[Work instruction]
Among the records that follow, find each line holding the word "instance" and copy it.

[Data for this task]

>>>>>

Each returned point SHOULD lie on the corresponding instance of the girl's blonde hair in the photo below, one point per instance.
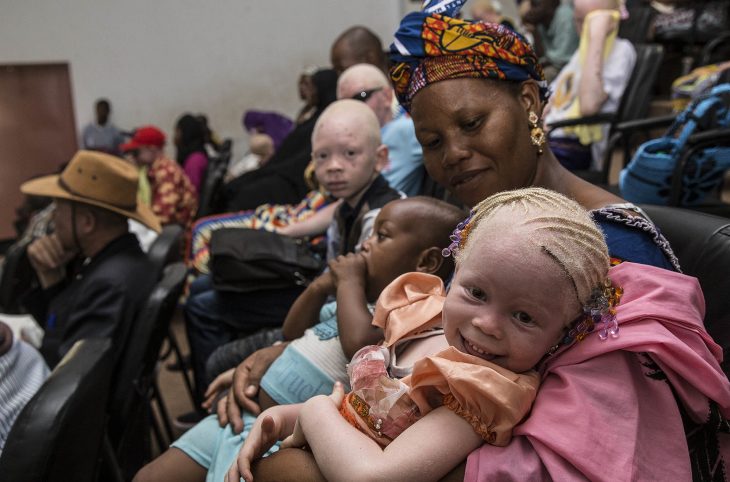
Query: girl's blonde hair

<<<<<
>>>>>

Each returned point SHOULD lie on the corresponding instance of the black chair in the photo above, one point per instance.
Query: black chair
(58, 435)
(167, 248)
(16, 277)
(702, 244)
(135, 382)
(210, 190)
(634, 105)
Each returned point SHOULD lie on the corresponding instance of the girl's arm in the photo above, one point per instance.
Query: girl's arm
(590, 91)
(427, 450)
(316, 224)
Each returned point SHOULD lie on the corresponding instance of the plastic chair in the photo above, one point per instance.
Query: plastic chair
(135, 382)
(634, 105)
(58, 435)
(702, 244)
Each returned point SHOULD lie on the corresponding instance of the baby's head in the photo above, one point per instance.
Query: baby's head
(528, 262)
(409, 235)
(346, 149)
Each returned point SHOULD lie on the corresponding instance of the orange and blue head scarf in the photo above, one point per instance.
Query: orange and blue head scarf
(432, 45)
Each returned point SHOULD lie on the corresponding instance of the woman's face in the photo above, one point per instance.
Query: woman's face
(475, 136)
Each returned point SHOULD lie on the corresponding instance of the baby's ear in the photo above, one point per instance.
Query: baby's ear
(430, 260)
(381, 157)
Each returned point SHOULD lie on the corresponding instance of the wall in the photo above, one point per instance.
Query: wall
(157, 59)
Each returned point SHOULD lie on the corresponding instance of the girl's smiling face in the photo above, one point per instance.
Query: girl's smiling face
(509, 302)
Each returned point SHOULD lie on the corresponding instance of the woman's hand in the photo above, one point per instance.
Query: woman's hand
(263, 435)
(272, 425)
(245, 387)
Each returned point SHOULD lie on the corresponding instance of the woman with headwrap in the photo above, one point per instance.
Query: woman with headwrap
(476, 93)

<<<<<

[Written response]
Each returned point SHOULD lie on the corresponding instance of the girl's blonde hair in the photo below, one point per instance.
Each returned point SHOULD lie on the corresponding instance of the black chair in the photo above, one point per instance.
Each returned point SHOULD lie on the corresponding instance of the girl's arm in the photo above, one point per instance.
Each returned point SHOULD lie on the corresponding instance of the plastic chair in the photo above, one point per instance.
Each returned point SHOULD lie on the corresponding instance of the baby's head in the photo above, one point per instance.
Each returned point SHOULD lie on the corresponding instance of the orange and blue head scarf in the photo above, one point per instance.
Each returned point SHOULD lie on the corresponding instance of the woman's face in the photo above, one point per instance.
Each returned point SHOULD lie on the corresponding instance of the baby's ear in the photo above, one point per instance.
Each returned point SHOULD lie on the corresponding instance of the wall in the photo above, one point per instance.
Each returned point SHOULD lie on the corresponding instance of the girl's smiling face in the photo above, one point per instance.
Each returned point SHOULD lie on the corresponding instance of the woman's hand in the photo above, one point per instance.
Each returned point SHOULD lie on the corresponding instance of the woman with headwrap in the photo above, one point per instance.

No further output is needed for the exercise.